[START MATERIAL TO PROCESS]

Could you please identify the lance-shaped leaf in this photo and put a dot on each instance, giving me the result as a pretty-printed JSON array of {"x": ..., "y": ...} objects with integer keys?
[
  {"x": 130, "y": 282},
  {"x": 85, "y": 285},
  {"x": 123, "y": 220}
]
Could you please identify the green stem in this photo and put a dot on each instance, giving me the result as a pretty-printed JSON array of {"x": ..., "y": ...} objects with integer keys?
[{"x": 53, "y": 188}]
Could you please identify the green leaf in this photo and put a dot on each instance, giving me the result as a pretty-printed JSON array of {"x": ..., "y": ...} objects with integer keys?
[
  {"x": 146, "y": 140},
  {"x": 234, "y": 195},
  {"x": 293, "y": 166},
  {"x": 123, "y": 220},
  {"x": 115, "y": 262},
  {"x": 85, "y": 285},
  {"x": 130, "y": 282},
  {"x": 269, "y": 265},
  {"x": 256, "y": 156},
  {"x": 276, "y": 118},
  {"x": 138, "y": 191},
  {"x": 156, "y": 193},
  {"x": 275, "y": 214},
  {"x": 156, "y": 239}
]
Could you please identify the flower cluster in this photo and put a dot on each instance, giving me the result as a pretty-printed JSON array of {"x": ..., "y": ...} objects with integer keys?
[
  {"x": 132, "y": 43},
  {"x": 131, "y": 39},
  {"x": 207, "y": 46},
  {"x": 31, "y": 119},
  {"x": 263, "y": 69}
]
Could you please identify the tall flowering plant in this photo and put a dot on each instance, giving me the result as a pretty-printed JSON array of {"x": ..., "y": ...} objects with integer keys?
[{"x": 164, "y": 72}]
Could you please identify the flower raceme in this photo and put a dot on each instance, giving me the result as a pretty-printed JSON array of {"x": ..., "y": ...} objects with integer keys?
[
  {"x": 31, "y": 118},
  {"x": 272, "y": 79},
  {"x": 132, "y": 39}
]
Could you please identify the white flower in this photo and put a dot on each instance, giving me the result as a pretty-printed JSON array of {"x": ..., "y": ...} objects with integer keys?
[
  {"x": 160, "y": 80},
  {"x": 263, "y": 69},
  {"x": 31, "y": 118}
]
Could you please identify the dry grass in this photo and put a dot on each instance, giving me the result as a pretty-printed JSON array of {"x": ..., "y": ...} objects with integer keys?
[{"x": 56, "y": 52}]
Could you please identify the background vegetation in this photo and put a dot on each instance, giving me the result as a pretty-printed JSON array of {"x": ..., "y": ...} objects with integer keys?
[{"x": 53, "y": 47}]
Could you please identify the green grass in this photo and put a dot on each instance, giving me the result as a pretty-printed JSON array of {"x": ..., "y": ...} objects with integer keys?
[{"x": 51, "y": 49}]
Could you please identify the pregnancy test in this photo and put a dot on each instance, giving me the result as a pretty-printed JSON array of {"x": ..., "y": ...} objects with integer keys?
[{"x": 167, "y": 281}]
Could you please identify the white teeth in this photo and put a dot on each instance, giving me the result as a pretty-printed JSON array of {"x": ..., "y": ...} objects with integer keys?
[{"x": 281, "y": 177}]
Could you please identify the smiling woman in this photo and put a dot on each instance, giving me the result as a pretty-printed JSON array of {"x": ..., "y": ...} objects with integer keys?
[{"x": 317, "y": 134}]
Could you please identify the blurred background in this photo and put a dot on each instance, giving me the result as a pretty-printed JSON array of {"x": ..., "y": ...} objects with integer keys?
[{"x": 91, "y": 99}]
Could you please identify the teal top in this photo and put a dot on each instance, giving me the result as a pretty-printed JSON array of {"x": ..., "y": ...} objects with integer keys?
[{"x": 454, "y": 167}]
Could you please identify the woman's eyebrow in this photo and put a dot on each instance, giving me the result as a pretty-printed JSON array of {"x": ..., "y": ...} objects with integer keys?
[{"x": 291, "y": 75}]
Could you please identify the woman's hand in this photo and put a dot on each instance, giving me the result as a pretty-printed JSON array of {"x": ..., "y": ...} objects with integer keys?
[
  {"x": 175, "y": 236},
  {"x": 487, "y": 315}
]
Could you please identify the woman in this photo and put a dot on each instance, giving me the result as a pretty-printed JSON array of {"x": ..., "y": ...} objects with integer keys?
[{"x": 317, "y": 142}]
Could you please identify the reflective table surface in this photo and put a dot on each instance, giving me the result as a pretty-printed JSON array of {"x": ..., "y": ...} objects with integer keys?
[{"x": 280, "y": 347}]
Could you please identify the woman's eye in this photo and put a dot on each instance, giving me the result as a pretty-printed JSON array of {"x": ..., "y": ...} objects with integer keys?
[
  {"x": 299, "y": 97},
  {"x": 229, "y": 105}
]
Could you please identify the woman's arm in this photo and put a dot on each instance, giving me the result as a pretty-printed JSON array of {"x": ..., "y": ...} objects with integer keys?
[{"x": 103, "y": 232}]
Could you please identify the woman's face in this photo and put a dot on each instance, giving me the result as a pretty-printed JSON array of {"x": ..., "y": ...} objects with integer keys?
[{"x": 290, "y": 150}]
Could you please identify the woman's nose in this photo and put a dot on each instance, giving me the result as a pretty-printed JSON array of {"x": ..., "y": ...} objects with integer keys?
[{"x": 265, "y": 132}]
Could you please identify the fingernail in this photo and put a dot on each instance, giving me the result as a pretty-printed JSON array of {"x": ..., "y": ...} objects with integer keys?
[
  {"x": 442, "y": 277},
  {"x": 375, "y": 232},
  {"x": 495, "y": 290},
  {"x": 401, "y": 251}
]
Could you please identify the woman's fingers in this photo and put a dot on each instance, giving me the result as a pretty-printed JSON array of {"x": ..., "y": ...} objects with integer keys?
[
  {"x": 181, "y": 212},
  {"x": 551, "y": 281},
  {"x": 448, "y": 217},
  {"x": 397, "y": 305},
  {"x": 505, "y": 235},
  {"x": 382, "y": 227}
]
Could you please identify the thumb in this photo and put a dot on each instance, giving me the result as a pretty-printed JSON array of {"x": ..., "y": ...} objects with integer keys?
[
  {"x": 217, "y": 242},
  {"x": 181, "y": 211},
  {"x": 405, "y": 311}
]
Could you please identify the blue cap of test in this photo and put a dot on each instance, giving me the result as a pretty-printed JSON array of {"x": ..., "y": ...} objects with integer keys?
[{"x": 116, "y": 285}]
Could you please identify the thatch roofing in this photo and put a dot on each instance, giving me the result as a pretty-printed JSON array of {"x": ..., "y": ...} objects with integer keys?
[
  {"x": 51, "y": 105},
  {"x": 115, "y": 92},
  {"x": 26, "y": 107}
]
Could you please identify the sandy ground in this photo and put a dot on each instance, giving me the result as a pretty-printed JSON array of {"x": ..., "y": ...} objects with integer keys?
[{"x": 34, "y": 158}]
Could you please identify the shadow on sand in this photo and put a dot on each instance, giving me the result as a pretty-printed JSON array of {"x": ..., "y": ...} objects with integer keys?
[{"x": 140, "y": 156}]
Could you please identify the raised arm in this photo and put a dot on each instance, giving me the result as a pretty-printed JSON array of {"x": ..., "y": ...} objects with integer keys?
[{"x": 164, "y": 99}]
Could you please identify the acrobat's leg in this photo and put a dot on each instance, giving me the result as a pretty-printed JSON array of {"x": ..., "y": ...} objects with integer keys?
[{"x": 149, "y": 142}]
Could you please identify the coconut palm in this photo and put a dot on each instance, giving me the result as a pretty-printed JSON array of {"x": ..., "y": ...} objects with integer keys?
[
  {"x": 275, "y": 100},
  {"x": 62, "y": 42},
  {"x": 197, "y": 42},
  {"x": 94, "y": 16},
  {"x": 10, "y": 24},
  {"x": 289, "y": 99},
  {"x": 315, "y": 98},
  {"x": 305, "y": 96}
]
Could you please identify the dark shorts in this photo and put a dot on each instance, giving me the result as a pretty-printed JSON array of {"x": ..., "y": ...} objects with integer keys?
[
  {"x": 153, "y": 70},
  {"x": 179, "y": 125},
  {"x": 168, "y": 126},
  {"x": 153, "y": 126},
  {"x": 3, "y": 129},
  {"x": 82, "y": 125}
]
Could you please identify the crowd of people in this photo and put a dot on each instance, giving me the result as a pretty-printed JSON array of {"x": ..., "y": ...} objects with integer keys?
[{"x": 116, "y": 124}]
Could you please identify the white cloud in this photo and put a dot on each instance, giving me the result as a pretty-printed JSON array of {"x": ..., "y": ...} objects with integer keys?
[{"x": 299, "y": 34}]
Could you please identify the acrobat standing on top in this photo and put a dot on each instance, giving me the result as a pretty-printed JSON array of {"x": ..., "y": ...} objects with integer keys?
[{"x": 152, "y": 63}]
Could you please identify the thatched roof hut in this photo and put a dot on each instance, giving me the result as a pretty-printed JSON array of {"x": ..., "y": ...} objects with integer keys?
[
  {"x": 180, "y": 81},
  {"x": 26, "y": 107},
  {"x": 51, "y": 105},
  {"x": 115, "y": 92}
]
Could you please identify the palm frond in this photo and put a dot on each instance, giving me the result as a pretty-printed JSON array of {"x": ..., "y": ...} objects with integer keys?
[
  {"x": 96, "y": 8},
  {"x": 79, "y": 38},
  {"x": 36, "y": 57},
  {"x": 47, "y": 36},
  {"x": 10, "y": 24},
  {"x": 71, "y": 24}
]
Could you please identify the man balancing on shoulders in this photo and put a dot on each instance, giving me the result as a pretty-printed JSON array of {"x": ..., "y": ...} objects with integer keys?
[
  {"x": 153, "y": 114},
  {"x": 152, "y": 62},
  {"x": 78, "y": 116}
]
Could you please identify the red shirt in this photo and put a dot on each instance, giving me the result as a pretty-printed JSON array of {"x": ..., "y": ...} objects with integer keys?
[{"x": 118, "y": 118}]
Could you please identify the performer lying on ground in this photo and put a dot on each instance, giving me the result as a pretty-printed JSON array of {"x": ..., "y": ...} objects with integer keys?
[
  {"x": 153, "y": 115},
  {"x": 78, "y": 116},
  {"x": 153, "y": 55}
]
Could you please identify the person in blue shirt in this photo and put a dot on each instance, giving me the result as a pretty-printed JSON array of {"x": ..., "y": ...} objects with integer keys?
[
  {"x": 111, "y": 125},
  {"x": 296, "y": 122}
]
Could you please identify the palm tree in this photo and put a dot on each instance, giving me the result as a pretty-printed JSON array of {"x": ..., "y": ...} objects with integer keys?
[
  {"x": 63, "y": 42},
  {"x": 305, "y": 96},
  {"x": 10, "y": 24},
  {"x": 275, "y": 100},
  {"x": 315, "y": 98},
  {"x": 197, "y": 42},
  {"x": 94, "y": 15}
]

[END MATERIAL TO PROCESS]

PROBLEM TO WORK ON
What needs duplicating is the run of lines from the one containing "Could you please identify the performer" through the last line of the entries above, exact and complete.

WRITTEN SOLUTION
Could you please identify the performer lying on ground in this photo and put a dot on each instance, giving me the result as a pretty-printed JSON array of {"x": ..., "y": ...} objects with integer keys?
[
  {"x": 153, "y": 115},
  {"x": 78, "y": 116},
  {"x": 153, "y": 55}
]
Could you please identify the person in blue shirt in this photo and put a dot on each instance, giving me the result as a pretty-printed JSON array of {"x": ..., "y": ...} objects with integer keys?
[
  {"x": 111, "y": 125},
  {"x": 296, "y": 122}
]
Could you please identify the palm tree in this photo and put a dot on each instance, giving me the result as a pretty-printed JSON array of {"x": ..., "y": ...} objects with integer keys?
[
  {"x": 63, "y": 42},
  {"x": 305, "y": 96},
  {"x": 10, "y": 24},
  {"x": 275, "y": 100},
  {"x": 315, "y": 98},
  {"x": 197, "y": 42},
  {"x": 94, "y": 15}
]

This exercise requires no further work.